#### THE PROBLEM:
Print each line of the listing once more, precisely as given.
++++ DATA FOR THIS TASK ++++
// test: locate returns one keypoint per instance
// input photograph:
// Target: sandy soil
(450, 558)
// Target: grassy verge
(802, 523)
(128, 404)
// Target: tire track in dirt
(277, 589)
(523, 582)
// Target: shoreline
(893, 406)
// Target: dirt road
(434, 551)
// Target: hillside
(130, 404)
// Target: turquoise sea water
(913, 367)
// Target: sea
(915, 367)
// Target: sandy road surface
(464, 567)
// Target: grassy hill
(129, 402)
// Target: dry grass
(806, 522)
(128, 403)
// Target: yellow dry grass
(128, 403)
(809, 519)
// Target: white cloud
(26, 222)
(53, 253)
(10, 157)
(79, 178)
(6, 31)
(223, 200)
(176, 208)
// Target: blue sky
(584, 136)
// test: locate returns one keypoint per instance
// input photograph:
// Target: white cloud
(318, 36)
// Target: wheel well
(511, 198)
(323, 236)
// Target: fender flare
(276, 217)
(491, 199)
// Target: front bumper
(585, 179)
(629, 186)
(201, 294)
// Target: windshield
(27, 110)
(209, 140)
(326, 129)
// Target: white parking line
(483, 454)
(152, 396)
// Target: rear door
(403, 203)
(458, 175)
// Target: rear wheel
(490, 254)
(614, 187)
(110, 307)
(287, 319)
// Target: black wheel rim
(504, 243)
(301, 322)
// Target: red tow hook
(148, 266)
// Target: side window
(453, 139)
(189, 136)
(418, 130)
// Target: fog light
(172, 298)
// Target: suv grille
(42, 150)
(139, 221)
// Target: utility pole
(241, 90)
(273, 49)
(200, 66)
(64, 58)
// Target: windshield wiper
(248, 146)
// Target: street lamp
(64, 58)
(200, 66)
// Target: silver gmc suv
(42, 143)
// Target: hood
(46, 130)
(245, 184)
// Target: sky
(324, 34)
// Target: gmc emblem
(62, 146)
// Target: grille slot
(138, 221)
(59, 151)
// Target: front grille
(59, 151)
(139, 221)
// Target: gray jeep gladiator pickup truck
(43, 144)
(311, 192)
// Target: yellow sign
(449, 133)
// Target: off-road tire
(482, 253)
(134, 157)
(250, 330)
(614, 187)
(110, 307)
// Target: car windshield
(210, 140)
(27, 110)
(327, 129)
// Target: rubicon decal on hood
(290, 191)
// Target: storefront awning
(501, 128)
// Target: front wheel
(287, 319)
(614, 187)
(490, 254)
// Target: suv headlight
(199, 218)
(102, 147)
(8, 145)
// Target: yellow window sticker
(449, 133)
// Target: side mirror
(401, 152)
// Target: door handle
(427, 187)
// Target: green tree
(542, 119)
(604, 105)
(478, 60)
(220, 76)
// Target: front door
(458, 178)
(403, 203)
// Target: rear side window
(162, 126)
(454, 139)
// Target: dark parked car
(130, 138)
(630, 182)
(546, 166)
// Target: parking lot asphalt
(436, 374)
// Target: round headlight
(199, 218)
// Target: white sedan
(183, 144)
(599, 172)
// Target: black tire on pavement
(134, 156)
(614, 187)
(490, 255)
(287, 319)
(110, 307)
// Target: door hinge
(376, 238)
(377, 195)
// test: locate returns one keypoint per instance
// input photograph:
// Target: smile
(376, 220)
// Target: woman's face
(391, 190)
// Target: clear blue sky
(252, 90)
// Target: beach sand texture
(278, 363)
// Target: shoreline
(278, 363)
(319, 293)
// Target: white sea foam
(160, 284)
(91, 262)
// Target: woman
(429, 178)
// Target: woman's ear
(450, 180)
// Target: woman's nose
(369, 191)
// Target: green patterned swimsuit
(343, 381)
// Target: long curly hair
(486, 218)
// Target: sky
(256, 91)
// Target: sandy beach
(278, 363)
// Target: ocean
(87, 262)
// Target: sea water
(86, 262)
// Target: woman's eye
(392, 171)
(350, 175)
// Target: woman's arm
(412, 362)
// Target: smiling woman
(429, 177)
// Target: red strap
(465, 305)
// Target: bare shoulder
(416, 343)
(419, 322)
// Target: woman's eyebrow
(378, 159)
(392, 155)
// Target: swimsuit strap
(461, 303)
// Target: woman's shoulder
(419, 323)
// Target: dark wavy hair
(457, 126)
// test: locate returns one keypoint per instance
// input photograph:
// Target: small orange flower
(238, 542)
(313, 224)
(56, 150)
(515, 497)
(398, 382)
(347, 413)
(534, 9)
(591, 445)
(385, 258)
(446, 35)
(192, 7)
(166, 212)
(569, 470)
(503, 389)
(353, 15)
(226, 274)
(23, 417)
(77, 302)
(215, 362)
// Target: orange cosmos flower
++++
#### TASK RESULT:
// test: locate returns one keypoint per instance
// input photograph:
// Target: sandy soil
(450, 558)
// Target: grassy verge
(802, 523)
(128, 404)
// Target: tire track in dirt
(277, 589)
(523, 582)
// Target: shoreline
(893, 406)
// Target: dirt road
(434, 551)
// Target: hillside
(130, 404)
// Target: turquoise sea water
(913, 367)
// Target: sea
(915, 367)
// Target: sandy road surface
(464, 567)
// Target: grassy hill
(129, 402)
// Target: dry grass
(806, 522)
(128, 403)
// Target: yellow dry grass
(128, 403)
(809, 519)
// Target: white cloud
(26, 222)
(53, 253)
(10, 157)
(79, 178)
(6, 31)
(223, 200)
(176, 208)
// Target: blue sky
(584, 136)
// test: locate returns one keypoint per instance
// input photograph:
// Target: white cloud
(318, 36)
// Target: wheel well
(511, 198)
(323, 236)
// Target: fender flare
(276, 217)
(491, 199)
// Target: front bumper
(585, 179)
(629, 186)
(201, 294)
// Target: windshield
(27, 110)
(209, 140)
(326, 129)
// Target: white parking line
(483, 454)
(152, 396)
// Target: rear door
(403, 203)
(458, 175)
// Target: rear wheel
(490, 254)
(614, 187)
(110, 307)
(287, 319)
// Target: black wheel rim
(504, 243)
(301, 322)
// Target: red tow hook
(148, 266)
// Target: side window
(453, 139)
(189, 136)
(418, 130)
// Target: fog light
(172, 298)
// Target: suv grille
(42, 150)
(139, 221)
// Target: utility pole
(241, 90)
(273, 49)
(200, 66)
(64, 58)
// Target: windshield wiper
(248, 146)
// Target: street lamp
(64, 58)
(200, 66)
// Target: silver gmc suv
(42, 143)
// Target: hood
(46, 130)
(245, 184)
// Target: sky
(324, 34)
// Target: gmc emblem
(62, 146)
// Target: grille slot
(138, 221)
(59, 151)
// Target: front grille
(59, 151)
(139, 221)
// Target: gray jeep gladiator pickup truck
(43, 144)
(311, 192)
// Target: yellow sign
(449, 133)
// Target: off-road tire
(482, 253)
(134, 157)
(250, 330)
(614, 187)
(110, 307)
// Target: car windshield
(210, 140)
(27, 110)
(327, 129)
// Target: rubicon decal on hood
(290, 191)
// Target: storefront awning
(501, 128)
// Target: front wheel
(287, 319)
(614, 187)
(490, 254)
// Target: suv headlight
(199, 218)
(102, 147)
(8, 145)
// Target: yellow window sticker
(449, 133)
// Target: side mirror
(401, 152)
// Target: door handle
(427, 187)
// Target: green tree
(542, 119)
(604, 105)
(478, 60)
(220, 76)
// Target: front door
(458, 178)
(403, 203)
// Target: rear side window
(162, 126)
(454, 139)
// Target: dark parked car
(130, 138)
(630, 182)
(546, 166)
// Target: parking lot asphalt
(436, 374)
// Target: round headlight
(199, 218)
// Target: white sedan
(183, 144)
(599, 172)
// Target: black tire on pavement
(134, 156)
(614, 187)
(490, 255)
(287, 319)
(110, 307)
// Target: door hinge
(376, 238)
(377, 195)
// test: locate returns one keypoint per instance
// input photograph:
// Target: smile
(376, 220)
// Target: woman's face
(391, 190)
// Target: clear blue sky
(252, 90)
// Target: beach sand texture
(278, 363)
// Target: shoreline
(278, 363)
(319, 293)
// Target: white sea foam
(160, 284)
(91, 262)
// Target: woman
(429, 178)
// Target: woman's ear
(450, 180)
// Target: woman's nose
(369, 191)
// Target: green patterned swimsuit
(343, 381)
// Target: long curly hair
(486, 218)
// Target: sky
(256, 91)
// Target: sandy beach
(278, 363)
// Target: ocean
(87, 262)
// Target: sea water
(86, 262)
// Target: woman's eye
(392, 171)
(350, 175)
// Target: woman's arm
(412, 362)
// Target: smiling woman
(429, 177)
// Target: red strap
(465, 305)
// Target: bare shoulder
(416, 343)
(419, 322)
// Target: woman's eyebrow
(378, 159)
(392, 155)
// Target: swimsuit strap
(461, 303)
// Target: woman's shoulder
(419, 323)
// Target: dark wavy hair
(457, 126)
// test: locate returns one keypoint per instance
// input photograph:
// Target: small orange flower
(238, 542)
(313, 224)
(56, 150)
(515, 497)
(398, 382)
(347, 413)
(534, 9)
(591, 445)
(385, 258)
(446, 35)
(192, 7)
(166, 212)
(569, 470)
(503, 389)
(353, 15)
(226, 274)
(23, 417)
(77, 302)
(215, 362)
// Target: orange cosmos flower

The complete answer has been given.